- DO THIS -
Print the part of the blog post remembering Bob Power from "What I think" to "as Bob did.", word for word.

- SUPPLIED TEXT -
####################

BLOG | MAR. 5, 2026

Remembering Bob Power

When a life is big, the details that make a person special tend to get washed away in the broad strokes of their success and influence. This has been true of Bob Power [Tape Op #60], one of the most important engineer/producers of his generation. As someone who knew him, I hope to shed some light onto what it was about Bob that made him so successful.

If you don’t know the broad strokes, Bob had his hands on seminal works of hip-hop (A Tribe Called Quest, De La Soul, The Roots), neo-soul (Chaka Khan, Erykah Badu, D'Angelo, Meshell Ndegeocello) and a whole lot more. A quick internet search can fill in his discography, accolades, and various achievements.

What I think set Bob apart were two seemingly incompatible qualities that loomed large in his personality: meticulousness and warmheartedness. How often are those two qualities at odds – especially in high-pressure situations like expensive recording sessions – and yet, both are essential to success in the recording biz. If you can balance them you’ve got a chance of succeeding as Bob did.

Bob may be partially responsible for Hudson, NY, becoming the cultural center it is today. He bought a house near there in the 1990s, when the city was still a slum clinging to a largely shuttered post-industrial main drag. I remember Bob telling me that he thought mowing a lawn was “bourgeois bullshit” until he learned that an un-mowed lawn invited all kinds of critters into the foundation of his house, not to mention potential threats to his beloved Dobermans. Ndegeocello followed Bob up to Hudson, and a few decades later the town is booming with music studios and venues alike. I'm pretty sure he was the first.

I bring up Bob's country house because it was there that Bob’s meticulousness and warmheartedness burst (literally) onto my partner and I one weekend. We visited him there often, but it was kind of nerve-wracking to inhabit such a meticulously clean and organized home. Printed instructions for the espresso machine alone went onto two pages, which I followed with an assistant engineer’s nervous diligence only to have a full tamper of scolding espresso grounds splatter across Bob’s immaculate kitchen. Bob wasn’t a morning person, but the explosion must have roused him. Panic ensued. I was wiping coffee off the fridge, windows, and walls as he shuffled into the kitchen and set me at ease, explaining that the point was, of course, just to make as delicious a cup of coffee as possible. And that’s Bob in a nutshell: meticulously pursuing perfection down to the micro-detail of your espresso's crema, yet warmhearted enough to forgive a total face-plant and invite you back.

####################

- STORED RECORDS -
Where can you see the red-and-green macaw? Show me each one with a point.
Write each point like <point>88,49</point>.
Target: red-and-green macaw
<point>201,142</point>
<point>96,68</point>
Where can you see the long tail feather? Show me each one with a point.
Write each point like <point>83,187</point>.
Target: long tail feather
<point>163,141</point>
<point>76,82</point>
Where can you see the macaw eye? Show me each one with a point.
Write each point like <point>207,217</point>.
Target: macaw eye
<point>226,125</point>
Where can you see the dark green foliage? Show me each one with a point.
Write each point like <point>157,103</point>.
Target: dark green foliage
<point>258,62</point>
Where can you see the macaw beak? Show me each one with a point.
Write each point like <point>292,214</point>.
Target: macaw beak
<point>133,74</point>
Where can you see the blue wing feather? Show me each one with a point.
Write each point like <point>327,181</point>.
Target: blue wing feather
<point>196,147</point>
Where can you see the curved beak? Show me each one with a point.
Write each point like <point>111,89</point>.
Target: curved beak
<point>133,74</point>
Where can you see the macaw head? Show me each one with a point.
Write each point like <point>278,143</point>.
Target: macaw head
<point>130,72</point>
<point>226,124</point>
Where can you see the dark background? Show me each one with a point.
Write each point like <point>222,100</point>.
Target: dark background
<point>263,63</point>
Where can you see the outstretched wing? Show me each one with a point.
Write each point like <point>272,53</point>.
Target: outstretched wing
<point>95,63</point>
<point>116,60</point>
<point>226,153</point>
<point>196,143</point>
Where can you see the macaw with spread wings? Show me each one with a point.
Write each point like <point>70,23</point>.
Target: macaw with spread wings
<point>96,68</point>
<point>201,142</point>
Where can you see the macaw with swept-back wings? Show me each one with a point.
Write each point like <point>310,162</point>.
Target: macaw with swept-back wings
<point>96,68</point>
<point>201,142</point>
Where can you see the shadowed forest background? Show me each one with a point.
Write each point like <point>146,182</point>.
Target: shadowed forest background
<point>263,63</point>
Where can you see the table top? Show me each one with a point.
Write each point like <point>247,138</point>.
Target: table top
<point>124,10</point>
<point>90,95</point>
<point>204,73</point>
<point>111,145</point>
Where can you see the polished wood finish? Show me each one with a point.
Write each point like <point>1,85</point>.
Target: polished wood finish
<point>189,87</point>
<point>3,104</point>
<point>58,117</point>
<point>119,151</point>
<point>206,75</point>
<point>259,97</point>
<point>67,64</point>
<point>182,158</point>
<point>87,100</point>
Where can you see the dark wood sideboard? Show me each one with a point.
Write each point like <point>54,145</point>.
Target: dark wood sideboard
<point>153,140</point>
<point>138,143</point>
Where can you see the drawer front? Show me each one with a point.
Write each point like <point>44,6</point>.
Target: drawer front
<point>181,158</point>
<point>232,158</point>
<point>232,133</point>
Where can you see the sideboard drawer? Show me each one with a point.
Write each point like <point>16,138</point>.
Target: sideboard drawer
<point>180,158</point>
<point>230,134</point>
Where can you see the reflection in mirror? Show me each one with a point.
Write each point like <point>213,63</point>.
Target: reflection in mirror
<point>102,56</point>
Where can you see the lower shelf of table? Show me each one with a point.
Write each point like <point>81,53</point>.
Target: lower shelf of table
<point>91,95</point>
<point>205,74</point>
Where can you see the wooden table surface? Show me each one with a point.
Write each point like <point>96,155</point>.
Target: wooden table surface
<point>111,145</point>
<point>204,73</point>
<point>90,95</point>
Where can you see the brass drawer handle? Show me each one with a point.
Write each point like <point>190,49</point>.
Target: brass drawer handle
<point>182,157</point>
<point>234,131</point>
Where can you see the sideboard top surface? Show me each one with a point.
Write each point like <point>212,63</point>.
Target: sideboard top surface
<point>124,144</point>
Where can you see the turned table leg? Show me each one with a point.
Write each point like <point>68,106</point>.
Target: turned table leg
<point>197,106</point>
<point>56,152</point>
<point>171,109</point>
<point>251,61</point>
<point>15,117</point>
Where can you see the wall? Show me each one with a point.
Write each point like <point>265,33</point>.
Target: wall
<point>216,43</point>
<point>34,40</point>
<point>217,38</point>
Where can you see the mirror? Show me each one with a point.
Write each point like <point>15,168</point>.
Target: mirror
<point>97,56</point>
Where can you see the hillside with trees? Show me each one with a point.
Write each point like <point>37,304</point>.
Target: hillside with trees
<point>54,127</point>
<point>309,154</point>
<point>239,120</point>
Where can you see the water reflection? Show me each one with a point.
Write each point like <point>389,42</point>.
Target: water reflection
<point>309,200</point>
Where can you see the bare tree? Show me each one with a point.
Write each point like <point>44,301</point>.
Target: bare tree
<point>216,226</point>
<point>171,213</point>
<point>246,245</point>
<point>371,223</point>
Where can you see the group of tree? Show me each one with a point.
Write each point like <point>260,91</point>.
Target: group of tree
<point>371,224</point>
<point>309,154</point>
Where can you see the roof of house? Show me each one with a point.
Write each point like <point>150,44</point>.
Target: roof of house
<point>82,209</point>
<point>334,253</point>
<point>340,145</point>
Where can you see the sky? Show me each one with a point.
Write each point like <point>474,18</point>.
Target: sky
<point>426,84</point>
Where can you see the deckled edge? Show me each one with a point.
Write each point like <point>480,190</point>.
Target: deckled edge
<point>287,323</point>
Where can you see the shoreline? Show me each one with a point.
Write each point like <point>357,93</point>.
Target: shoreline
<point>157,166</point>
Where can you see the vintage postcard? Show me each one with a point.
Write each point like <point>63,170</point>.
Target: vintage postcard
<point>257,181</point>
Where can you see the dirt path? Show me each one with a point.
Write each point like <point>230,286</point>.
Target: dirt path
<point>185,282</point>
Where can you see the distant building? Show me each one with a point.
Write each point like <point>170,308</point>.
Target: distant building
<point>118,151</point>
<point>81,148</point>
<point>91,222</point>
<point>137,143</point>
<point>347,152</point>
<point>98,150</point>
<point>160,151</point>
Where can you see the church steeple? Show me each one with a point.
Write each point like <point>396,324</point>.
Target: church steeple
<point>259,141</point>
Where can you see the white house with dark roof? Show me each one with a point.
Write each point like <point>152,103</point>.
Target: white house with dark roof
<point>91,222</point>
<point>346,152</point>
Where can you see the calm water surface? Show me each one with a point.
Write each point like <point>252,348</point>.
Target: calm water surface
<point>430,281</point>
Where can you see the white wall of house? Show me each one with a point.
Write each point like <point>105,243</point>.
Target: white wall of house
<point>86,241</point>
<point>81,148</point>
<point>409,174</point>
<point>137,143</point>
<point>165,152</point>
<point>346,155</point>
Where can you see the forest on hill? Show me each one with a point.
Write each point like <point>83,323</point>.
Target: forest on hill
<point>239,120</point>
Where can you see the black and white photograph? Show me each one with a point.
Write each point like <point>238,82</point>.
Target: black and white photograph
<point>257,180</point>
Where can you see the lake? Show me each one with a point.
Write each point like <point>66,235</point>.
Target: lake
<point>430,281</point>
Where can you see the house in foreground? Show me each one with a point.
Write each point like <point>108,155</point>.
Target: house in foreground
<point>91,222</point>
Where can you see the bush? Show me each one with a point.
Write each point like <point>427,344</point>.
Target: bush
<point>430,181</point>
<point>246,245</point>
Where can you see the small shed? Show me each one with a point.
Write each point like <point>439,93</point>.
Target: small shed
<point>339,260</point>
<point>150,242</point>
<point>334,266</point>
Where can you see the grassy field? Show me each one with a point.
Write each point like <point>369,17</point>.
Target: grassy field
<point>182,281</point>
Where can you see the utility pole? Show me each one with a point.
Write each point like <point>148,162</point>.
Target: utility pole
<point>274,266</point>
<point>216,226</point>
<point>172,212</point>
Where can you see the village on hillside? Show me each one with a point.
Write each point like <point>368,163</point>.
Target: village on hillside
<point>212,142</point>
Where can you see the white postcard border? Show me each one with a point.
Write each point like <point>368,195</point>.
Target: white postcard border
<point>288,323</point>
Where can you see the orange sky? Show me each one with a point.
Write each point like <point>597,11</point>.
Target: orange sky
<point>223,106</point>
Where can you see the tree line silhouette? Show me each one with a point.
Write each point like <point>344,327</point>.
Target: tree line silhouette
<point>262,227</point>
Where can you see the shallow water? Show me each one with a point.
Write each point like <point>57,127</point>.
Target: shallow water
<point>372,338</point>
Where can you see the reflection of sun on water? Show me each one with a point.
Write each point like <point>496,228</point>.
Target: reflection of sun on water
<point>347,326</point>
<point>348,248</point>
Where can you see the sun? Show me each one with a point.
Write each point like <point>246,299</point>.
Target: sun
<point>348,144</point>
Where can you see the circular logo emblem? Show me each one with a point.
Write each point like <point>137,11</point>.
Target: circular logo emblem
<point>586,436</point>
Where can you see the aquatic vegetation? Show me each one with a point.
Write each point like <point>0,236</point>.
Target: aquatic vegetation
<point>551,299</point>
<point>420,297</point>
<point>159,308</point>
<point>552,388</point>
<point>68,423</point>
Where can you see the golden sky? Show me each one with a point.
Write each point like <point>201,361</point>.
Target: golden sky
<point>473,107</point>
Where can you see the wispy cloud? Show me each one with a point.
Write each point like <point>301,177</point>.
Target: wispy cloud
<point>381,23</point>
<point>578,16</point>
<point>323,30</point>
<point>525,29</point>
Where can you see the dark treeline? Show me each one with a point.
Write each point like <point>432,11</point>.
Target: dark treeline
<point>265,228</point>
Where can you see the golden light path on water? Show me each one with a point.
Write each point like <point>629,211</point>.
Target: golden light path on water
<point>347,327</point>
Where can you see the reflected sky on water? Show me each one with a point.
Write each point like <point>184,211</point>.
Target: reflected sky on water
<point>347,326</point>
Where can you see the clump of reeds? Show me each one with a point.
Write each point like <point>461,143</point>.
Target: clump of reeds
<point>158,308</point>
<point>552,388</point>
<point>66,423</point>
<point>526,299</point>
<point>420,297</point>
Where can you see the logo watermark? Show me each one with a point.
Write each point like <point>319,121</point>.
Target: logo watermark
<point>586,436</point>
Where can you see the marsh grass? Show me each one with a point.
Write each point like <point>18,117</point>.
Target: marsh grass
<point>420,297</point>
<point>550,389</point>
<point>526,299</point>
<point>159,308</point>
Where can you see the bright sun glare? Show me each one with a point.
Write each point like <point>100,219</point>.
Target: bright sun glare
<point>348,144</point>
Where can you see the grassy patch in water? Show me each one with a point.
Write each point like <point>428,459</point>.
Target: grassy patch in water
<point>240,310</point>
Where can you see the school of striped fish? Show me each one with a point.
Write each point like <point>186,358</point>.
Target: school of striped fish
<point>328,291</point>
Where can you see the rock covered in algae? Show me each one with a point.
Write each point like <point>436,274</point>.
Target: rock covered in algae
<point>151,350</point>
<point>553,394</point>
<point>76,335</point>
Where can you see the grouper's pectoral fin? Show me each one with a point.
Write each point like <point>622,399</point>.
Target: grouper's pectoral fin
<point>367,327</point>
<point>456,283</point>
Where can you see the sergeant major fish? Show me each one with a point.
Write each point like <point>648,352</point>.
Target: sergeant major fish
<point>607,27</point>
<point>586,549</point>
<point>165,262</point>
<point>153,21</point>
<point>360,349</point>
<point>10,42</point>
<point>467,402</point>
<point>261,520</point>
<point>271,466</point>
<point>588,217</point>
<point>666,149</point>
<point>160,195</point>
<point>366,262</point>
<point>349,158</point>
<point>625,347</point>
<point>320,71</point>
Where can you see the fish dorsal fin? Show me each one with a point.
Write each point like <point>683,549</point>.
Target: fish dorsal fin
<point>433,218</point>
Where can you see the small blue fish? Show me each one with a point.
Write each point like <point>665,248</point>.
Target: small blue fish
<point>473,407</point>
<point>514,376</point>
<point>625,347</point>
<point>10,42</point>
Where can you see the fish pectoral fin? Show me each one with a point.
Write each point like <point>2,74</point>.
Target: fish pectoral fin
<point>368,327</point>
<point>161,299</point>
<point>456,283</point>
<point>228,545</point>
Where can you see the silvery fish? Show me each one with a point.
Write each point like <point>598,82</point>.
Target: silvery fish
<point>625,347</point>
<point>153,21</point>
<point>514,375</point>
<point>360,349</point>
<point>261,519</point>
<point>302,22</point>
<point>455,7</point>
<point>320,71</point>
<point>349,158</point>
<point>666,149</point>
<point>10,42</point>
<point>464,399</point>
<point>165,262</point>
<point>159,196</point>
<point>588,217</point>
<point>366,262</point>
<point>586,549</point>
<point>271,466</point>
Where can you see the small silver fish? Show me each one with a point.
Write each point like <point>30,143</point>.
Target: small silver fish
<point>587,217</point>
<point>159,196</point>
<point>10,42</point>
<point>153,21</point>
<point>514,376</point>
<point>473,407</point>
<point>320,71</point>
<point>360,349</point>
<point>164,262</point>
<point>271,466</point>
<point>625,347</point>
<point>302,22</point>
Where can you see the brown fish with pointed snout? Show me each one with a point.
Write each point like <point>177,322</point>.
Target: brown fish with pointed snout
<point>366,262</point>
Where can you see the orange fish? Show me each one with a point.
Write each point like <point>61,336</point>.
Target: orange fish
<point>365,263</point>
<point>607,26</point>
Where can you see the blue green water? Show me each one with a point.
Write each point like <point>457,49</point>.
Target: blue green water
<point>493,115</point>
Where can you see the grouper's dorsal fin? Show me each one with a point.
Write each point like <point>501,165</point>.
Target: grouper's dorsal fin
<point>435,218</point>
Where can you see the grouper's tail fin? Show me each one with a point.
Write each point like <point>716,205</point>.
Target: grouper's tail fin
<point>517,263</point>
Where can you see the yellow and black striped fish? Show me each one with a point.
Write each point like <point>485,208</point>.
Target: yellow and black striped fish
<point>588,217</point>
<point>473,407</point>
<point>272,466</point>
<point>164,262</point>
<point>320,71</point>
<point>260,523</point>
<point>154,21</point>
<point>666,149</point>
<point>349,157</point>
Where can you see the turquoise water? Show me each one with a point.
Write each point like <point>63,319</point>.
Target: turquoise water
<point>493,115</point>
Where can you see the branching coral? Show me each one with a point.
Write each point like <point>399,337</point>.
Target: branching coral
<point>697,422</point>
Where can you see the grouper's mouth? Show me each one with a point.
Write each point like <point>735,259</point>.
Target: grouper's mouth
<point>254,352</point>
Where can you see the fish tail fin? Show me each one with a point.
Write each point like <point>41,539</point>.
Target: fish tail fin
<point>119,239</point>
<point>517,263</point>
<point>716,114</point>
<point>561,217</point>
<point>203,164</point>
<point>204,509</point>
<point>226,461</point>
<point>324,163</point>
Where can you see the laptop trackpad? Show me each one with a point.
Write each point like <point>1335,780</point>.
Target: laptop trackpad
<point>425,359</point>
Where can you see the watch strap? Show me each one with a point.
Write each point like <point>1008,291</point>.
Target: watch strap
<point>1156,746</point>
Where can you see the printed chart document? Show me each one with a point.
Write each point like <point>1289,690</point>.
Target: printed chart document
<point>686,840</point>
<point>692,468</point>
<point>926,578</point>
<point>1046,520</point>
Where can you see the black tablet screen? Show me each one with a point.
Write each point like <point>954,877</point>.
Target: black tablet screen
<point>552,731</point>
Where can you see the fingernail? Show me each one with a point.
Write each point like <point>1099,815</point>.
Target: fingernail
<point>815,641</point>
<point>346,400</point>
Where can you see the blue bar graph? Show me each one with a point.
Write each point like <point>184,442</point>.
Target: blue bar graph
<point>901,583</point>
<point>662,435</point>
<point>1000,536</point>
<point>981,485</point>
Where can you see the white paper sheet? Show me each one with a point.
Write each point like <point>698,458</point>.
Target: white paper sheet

####################

- COMPLETE RESPONSE -
What I think set Bob apart were two seemingly incompatible qualities that loomed large in his personality: meticulousness and warmheartedness. How often are those two qualities at odds – especially in high-pressure situations like expensive recording sessions – and yet, both are essential to success in the recording biz. If you can balance them you’ve got a chance of succeeding as Bob did.